Only these lines of the data below are wanted: the one with "of the mountain", the one with "of the hiking", and any lines between them, each repeated exactly.

==========

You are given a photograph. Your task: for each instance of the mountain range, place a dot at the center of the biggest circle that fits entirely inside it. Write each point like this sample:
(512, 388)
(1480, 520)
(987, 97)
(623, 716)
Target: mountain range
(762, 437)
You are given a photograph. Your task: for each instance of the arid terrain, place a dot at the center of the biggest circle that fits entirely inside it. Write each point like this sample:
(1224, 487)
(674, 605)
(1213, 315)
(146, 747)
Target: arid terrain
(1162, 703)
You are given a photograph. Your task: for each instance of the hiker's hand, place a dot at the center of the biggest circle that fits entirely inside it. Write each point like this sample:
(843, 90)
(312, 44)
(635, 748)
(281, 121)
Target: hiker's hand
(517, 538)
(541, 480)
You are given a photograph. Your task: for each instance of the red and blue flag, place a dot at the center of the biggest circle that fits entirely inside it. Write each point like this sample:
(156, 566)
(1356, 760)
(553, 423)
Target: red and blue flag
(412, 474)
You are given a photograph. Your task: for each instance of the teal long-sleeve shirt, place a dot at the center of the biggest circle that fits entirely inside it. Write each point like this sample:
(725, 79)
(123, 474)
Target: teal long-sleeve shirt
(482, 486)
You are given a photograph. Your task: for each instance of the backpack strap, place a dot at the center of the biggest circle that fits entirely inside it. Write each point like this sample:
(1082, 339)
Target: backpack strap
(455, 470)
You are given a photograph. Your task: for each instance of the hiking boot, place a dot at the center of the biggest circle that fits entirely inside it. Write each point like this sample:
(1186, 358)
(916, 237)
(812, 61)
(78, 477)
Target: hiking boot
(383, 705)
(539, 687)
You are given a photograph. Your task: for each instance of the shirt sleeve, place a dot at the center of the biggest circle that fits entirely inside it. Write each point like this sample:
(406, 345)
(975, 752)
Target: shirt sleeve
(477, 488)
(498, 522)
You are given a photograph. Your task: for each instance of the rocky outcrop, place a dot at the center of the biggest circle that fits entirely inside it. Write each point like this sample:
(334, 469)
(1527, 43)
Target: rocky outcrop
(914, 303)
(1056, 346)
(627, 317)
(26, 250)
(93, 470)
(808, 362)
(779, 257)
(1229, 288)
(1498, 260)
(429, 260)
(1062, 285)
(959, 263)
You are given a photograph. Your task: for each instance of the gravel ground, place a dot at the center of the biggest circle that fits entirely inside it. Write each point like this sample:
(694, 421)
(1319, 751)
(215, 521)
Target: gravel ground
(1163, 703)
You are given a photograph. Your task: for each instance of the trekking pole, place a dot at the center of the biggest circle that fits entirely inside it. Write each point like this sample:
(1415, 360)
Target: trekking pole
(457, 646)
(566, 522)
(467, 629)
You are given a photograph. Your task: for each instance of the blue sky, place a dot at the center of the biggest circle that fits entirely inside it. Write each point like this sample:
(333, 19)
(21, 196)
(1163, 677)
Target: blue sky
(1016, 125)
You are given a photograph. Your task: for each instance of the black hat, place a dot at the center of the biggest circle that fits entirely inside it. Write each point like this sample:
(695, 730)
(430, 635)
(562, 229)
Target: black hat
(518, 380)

==========

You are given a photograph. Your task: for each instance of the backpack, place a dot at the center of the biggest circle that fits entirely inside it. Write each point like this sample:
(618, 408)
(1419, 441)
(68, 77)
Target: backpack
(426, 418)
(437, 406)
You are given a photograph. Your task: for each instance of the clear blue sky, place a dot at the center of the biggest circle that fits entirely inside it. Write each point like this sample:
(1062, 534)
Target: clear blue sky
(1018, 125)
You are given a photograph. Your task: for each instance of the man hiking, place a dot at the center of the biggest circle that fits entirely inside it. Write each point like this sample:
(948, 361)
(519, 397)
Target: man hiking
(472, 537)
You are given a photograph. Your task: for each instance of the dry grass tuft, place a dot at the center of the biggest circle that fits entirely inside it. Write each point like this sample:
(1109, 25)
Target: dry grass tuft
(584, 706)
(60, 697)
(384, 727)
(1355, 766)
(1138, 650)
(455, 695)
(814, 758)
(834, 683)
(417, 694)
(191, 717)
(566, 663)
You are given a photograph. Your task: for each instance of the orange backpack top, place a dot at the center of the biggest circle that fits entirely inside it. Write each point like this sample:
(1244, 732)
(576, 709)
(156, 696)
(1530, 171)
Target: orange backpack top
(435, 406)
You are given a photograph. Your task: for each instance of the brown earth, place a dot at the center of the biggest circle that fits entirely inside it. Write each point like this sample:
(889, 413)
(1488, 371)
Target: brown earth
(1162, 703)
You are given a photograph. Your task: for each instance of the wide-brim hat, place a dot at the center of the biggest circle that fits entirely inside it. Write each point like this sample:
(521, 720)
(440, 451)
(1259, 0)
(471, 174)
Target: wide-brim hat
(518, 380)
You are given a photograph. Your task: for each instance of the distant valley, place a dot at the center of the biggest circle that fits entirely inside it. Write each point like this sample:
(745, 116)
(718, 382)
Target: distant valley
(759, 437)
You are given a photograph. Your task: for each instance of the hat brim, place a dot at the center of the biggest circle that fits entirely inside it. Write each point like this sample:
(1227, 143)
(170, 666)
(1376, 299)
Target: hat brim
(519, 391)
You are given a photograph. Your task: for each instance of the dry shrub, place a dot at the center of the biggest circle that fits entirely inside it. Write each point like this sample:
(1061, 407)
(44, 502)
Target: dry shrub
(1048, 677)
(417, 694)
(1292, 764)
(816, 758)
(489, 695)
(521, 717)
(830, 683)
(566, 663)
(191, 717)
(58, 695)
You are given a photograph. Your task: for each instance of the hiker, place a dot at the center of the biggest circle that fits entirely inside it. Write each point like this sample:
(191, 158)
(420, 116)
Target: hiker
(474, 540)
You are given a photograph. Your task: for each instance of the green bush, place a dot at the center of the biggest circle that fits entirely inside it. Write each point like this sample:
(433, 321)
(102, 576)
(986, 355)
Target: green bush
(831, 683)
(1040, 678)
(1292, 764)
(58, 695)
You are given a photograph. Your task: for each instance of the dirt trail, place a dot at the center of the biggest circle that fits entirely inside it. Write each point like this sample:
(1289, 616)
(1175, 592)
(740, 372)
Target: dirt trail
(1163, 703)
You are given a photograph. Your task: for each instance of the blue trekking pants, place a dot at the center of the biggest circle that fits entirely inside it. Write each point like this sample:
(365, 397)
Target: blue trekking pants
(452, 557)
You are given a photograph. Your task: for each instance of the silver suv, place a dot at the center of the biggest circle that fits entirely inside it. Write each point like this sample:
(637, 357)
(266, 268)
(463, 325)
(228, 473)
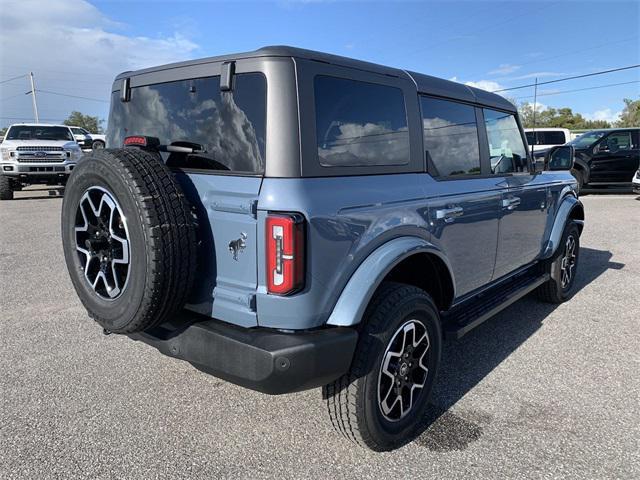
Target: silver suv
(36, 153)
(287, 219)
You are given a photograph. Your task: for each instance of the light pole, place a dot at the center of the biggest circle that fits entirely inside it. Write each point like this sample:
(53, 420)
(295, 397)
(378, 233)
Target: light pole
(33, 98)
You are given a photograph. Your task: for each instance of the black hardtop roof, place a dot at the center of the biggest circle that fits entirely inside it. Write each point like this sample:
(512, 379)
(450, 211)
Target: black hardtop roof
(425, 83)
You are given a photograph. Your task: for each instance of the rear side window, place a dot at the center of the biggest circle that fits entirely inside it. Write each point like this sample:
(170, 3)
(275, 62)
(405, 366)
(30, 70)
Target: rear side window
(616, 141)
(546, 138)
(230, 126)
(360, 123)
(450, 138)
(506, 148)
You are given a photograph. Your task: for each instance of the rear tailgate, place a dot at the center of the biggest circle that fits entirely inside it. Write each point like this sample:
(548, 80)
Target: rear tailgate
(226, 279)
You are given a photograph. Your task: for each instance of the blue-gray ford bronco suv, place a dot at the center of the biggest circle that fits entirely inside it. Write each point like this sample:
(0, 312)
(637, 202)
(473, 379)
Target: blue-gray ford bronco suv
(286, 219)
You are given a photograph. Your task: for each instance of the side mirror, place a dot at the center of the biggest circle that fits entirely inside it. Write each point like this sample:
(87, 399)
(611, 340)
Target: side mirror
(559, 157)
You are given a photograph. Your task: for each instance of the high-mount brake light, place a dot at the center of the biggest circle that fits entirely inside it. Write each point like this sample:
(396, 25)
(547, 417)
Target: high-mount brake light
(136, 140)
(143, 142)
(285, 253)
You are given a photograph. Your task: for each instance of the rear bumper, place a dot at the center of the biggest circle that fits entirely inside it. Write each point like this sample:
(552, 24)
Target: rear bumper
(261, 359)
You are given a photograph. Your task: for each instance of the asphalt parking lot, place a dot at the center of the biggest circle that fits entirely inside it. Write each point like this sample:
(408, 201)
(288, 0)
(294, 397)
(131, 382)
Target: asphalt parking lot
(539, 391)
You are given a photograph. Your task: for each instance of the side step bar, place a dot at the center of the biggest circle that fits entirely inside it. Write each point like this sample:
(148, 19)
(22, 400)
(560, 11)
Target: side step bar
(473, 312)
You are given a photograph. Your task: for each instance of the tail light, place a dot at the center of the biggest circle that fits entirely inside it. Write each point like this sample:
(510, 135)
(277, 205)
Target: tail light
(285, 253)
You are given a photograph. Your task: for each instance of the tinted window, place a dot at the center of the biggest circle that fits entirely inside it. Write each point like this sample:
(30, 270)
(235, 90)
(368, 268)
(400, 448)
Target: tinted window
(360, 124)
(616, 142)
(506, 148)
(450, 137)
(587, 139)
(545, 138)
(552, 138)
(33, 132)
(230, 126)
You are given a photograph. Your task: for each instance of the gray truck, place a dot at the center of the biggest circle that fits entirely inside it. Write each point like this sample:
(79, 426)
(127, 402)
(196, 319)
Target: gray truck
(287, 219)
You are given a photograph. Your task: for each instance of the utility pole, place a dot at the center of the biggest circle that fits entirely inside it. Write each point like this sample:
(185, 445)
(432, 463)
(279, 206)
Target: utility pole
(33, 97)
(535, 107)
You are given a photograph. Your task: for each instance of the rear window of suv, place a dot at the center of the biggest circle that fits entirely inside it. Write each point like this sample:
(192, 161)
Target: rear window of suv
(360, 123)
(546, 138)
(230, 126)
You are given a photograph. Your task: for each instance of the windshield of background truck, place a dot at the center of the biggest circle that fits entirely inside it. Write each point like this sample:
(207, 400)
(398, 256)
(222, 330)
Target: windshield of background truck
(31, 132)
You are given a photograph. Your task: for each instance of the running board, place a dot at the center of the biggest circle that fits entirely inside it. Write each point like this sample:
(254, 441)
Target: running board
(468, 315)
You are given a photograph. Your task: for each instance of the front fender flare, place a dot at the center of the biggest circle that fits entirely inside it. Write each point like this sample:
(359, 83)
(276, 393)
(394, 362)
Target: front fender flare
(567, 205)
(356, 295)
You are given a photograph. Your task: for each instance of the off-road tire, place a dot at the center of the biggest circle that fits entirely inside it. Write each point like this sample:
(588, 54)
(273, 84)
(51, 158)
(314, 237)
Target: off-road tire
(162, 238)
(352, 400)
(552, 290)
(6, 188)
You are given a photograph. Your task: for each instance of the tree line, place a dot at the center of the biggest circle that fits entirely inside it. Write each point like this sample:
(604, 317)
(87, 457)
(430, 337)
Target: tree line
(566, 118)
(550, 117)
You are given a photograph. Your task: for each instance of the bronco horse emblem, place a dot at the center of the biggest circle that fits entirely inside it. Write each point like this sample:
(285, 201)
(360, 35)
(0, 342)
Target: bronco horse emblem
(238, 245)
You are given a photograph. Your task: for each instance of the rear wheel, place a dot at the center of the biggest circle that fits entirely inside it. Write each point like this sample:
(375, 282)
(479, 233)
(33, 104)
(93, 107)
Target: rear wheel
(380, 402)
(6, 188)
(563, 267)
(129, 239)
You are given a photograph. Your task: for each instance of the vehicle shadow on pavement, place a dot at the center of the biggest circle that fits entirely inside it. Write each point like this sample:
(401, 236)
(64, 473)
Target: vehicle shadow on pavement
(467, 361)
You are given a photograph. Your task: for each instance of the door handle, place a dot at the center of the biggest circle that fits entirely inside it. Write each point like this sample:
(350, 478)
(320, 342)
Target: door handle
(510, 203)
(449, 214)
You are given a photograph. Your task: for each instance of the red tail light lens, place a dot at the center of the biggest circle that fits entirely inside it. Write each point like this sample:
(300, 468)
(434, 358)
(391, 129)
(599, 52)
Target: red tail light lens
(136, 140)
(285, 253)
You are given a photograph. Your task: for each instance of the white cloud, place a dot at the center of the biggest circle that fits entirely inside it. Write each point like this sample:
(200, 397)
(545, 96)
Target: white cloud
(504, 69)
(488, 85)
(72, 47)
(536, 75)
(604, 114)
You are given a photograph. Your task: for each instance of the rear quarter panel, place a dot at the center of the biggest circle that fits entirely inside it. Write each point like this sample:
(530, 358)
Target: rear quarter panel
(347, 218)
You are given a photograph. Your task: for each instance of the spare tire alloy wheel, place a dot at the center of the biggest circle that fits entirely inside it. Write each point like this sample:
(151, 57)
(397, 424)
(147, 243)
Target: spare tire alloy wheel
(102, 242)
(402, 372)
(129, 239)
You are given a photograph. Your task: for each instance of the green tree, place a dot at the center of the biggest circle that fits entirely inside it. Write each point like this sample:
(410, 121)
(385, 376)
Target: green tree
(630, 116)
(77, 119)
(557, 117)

==========

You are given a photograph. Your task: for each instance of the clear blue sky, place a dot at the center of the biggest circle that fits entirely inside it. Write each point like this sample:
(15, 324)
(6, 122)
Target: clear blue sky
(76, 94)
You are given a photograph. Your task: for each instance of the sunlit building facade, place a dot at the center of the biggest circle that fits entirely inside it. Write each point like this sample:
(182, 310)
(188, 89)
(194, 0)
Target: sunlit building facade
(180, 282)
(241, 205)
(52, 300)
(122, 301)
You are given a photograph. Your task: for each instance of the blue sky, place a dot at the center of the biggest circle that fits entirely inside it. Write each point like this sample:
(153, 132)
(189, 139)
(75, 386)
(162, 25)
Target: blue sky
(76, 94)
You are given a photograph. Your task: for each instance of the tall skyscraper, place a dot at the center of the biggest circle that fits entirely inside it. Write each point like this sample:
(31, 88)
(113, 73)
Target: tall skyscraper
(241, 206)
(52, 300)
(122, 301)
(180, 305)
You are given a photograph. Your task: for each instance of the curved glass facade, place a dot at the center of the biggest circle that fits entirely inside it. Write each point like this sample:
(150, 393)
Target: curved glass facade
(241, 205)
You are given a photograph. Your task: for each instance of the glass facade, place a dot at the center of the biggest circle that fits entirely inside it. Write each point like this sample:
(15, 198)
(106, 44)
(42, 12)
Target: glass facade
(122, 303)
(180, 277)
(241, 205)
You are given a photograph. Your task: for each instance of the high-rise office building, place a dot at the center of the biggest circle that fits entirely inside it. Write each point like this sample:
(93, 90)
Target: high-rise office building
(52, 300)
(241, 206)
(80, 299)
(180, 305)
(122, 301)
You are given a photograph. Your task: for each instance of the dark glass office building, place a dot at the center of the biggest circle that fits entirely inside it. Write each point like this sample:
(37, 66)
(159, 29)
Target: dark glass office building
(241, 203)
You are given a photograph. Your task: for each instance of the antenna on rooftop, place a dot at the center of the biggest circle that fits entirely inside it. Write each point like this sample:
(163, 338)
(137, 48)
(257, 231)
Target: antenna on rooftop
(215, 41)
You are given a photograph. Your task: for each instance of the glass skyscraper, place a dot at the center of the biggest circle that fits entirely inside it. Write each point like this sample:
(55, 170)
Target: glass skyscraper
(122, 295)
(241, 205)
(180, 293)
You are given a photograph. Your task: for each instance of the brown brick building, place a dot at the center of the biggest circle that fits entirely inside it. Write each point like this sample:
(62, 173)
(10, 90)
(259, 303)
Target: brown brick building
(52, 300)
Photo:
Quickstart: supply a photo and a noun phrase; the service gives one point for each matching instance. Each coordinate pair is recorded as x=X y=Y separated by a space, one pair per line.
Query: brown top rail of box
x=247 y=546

==========

◆ **Solution**:
You are given a photograph. Your task: for each instance of the mountain range, place a dot at the center of the biggest circle that fits entirely inside it. Write each point like this sample:
(512, 388)
(1480, 520)
(987, 97)
(623, 716)
Target: mountain range
(762, 437)
You are given a photograph. Your task: for each instance of the arid terrain, place a dot at the center of the biggest circle that fits entirely inside it. Write each point like this sample:
(1224, 487)
(674, 605)
(1213, 315)
(146, 747)
Target: arid terrain
(1162, 703)
You are given a photograph. Your task: for each instance of the hiker's hand, place a dot at the center of the biggest circle that fits entirely inside it. Write each point like this sample:
(843, 90)
(312, 44)
(635, 748)
(281, 121)
Target: hiker's hand
(517, 538)
(541, 480)
You are given a photograph. Your task: for each instance of the red and blue flag, place a dot at the center of the biggest circle that fits entirely inside it. Write each point like this sample:
(156, 566)
(1356, 760)
(553, 423)
Target: red and blue flag
(412, 474)
You are given a photograph. Your task: for each instance of the teal long-sleeve shirt, place a dot at the center of the biggest circle that fits entirely inside it. Write each point like this sample:
(725, 79)
(123, 474)
Target: teal long-sleeve shirt
(482, 486)
You are given a photograph. Your task: for each instance of the backpack strap, place a dot at the center of the biggest circle that fits entirely inside it. Write each point like this sample:
(1082, 339)
Target: backpack strap
(455, 470)
You are given a photograph. Your task: for each instance of the hiking boot, place a dot at the center of the biggest circle that fits entirely inside it. Write each point like this sample:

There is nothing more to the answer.